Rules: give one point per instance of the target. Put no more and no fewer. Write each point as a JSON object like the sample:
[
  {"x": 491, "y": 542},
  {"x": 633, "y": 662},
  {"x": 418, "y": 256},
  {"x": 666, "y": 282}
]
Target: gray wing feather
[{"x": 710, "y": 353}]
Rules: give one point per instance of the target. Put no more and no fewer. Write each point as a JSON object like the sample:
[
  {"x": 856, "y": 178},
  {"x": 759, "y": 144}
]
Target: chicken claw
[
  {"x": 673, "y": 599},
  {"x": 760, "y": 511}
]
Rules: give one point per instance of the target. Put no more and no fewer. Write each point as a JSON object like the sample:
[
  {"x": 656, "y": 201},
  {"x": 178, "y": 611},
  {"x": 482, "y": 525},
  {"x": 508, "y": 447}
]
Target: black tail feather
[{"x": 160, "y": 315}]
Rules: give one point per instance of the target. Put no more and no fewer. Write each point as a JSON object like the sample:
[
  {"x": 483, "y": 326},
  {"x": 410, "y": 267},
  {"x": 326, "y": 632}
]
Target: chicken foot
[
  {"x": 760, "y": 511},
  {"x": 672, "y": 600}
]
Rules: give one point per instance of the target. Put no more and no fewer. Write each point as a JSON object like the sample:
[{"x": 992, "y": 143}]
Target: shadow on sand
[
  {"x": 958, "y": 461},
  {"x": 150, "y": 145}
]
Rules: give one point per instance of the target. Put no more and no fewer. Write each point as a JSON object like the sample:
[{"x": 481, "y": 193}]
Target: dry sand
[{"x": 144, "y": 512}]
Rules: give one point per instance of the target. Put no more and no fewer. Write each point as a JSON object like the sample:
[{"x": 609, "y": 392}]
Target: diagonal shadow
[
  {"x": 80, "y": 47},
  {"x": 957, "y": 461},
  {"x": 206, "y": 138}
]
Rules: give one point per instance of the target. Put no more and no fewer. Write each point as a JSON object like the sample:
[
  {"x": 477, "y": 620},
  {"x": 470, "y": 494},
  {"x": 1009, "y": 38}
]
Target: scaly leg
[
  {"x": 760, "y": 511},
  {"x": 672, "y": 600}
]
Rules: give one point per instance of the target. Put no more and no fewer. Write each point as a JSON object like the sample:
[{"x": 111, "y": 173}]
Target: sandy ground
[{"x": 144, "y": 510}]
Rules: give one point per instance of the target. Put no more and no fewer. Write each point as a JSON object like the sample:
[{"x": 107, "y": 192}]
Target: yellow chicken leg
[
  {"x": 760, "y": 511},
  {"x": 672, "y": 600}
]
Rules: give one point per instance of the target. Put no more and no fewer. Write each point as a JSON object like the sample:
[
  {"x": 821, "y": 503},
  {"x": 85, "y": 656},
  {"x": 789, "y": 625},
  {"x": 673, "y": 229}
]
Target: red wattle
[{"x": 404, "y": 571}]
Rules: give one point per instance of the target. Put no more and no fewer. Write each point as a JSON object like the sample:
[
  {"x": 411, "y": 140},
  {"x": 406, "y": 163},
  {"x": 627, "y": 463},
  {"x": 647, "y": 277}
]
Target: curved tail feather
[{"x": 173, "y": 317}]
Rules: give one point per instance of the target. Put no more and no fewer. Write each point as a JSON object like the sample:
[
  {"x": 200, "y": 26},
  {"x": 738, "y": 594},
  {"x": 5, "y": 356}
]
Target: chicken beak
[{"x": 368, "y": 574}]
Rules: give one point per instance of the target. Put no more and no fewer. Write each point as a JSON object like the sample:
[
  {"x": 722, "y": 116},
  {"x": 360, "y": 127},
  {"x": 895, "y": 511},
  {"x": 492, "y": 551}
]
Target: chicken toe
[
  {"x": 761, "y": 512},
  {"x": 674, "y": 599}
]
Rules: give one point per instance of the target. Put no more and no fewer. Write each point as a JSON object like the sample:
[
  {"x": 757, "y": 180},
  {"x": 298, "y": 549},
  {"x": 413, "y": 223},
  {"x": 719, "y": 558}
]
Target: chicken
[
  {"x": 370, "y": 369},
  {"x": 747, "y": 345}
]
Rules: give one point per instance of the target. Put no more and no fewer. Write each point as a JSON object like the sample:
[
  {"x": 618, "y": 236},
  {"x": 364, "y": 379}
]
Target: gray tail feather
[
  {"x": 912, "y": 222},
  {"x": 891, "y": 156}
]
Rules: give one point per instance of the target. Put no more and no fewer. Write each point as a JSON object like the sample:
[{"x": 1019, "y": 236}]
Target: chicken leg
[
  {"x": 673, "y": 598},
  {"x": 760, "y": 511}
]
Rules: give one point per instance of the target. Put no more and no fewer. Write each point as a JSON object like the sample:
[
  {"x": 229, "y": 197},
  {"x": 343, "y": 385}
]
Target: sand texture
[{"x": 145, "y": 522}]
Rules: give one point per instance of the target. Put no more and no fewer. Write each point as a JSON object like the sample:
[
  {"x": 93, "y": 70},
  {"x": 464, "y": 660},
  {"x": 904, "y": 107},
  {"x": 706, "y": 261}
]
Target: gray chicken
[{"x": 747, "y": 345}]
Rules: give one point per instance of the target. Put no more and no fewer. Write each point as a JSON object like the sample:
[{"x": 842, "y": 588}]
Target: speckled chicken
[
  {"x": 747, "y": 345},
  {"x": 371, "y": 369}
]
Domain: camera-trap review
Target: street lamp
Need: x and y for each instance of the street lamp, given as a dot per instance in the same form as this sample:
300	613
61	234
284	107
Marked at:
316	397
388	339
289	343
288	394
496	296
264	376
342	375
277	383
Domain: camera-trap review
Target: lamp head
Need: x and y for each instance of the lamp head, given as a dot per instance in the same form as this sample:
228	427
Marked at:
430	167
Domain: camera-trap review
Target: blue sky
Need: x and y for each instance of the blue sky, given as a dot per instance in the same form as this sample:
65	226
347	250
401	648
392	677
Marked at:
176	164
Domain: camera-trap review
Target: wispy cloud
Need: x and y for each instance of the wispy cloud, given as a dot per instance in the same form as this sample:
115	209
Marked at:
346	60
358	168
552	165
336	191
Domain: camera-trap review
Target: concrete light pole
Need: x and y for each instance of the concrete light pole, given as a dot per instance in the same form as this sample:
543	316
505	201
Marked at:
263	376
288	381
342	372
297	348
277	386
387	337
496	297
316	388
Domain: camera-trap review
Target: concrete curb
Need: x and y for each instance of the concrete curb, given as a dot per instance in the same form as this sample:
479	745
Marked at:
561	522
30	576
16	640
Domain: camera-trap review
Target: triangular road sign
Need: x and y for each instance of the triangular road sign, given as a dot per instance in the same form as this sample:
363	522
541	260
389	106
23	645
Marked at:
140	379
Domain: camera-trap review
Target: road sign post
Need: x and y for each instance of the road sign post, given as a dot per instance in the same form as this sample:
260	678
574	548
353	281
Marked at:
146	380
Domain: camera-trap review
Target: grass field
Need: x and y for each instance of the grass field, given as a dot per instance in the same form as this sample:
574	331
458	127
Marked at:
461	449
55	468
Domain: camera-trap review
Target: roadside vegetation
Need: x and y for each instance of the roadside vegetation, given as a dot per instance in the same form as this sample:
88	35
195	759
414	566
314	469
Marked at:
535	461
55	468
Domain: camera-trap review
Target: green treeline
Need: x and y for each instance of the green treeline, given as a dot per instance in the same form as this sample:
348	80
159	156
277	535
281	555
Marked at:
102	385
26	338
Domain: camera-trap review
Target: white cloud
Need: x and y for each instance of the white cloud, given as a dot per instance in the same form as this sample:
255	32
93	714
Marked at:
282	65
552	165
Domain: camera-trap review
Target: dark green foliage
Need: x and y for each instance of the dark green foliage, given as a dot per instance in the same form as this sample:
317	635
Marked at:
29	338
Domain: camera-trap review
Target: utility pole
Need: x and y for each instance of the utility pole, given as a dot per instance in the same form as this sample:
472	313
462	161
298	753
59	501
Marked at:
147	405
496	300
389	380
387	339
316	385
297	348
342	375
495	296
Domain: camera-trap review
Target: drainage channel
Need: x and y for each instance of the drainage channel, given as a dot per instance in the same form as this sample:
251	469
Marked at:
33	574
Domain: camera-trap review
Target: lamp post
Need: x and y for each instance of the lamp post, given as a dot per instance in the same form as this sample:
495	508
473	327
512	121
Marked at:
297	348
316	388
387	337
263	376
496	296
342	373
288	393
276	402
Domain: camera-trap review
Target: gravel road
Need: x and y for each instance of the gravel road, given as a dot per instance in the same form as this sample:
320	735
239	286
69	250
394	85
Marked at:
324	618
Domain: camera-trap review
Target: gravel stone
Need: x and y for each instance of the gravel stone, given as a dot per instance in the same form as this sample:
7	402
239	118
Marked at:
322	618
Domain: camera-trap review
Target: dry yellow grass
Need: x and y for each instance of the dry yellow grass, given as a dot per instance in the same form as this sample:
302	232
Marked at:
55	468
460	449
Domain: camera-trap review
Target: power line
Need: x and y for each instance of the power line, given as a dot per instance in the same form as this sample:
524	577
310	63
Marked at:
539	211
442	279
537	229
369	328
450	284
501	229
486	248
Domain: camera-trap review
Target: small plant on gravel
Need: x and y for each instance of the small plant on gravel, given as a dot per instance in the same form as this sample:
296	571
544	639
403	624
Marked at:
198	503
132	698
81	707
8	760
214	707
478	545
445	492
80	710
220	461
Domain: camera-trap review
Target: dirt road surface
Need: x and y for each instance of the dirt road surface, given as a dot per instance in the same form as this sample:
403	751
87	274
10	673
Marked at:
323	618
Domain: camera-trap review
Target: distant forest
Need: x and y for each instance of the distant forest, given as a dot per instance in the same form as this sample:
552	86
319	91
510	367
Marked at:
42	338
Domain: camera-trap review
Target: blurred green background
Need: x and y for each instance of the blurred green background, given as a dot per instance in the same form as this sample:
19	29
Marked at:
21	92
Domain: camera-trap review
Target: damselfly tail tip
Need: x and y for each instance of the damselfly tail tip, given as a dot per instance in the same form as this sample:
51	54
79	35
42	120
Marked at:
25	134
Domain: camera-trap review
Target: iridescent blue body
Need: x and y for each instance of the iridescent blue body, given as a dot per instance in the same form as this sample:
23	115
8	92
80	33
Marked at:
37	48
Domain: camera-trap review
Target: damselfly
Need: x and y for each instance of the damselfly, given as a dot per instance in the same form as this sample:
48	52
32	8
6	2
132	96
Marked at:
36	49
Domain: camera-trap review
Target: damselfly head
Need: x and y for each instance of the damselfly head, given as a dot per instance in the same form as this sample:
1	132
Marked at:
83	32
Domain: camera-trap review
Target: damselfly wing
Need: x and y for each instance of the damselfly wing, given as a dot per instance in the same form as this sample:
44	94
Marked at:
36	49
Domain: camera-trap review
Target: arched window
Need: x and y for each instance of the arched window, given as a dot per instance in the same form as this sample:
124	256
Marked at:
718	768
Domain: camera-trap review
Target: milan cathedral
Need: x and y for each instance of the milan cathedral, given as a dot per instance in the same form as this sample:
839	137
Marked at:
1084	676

### OBJECTIVE
Count the lines in the data above that contain the string "pole". Reply with the number alone.

### REPLY TO THE EXERCISE
4